Problem to work on
Please return each entry that follows exactly as given, but without pictures.

=== Information given ===

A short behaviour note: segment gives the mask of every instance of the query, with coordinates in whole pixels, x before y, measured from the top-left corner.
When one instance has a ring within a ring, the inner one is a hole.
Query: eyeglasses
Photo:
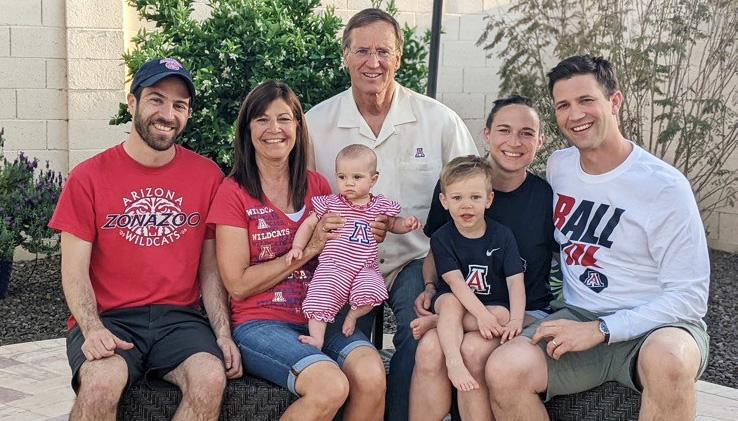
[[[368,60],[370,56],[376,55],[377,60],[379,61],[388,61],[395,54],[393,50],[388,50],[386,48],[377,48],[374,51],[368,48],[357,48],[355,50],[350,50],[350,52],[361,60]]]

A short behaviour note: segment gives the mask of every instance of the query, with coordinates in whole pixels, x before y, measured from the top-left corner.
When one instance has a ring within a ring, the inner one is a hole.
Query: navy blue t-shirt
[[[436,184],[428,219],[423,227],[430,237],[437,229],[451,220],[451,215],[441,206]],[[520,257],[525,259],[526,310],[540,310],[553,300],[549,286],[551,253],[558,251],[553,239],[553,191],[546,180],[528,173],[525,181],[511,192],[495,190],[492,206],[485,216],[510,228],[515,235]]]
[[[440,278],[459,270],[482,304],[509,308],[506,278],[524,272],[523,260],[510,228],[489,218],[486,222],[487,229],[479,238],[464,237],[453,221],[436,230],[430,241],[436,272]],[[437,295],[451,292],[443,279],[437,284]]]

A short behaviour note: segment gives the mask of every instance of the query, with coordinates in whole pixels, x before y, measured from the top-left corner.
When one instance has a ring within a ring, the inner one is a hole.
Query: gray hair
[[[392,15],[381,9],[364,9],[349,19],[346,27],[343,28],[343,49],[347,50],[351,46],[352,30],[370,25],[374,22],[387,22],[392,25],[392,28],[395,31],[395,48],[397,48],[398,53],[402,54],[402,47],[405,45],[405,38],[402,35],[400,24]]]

===

Solved problem
A short behaviour note: segment gives the mask of every instance of the query, with coordinates in whole pixels, x before y, measured from the top-left corner.
When one instance has a ring within a ring, the inner one is a hole.
Query: eyeglasses
Photo:
[[[368,60],[370,56],[376,55],[377,60],[379,61],[388,61],[395,54],[393,50],[388,50],[386,48],[377,48],[374,51],[368,48],[357,48],[355,50],[350,50],[350,52],[361,60]]]

A short behaviour note: segment gives the mask of every instance of the query, with coordinates in whole pixels, x before y, measured from the top-left corner.
When one instance has a ring within a ring, the inner one is a hole.
Query: navy blue t-shirt
[[[436,184],[428,219],[423,227],[430,237],[437,229],[451,220],[451,215],[441,206]],[[520,257],[525,259],[526,310],[540,310],[553,300],[549,286],[551,253],[558,251],[553,239],[553,191],[546,180],[528,173],[525,181],[511,192],[495,190],[492,206],[485,216],[510,228],[515,235]]]
[[[440,278],[459,270],[482,304],[509,308],[506,278],[524,272],[523,260],[510,228],[489,218],[486,222],[487,229],[479,238],[464,237],[453,221],[436,230],[430,241],[436,272]],[[437,295],[451,292],[443,279],[437,284]]]

A short behaviour note: segment gives the mask of every instance of the query, with coordinates in whole pixels, x before y, measured from the top-left corner.
When one instance has a ring within a ring, the inner one is a hole.
Query: gray hair
[[[392,15],[381,9],[364,9],[349,19],[346,27],[343,28],[343,49],[347,50],[351,46],[352,30],[370,25],[374,22],[387,22],[392,25],[392,28],[395,31],[395,48],[397,48],[398,53],[402,54],[402,47],[405,45],[405,38],[402,35],[400,24]]]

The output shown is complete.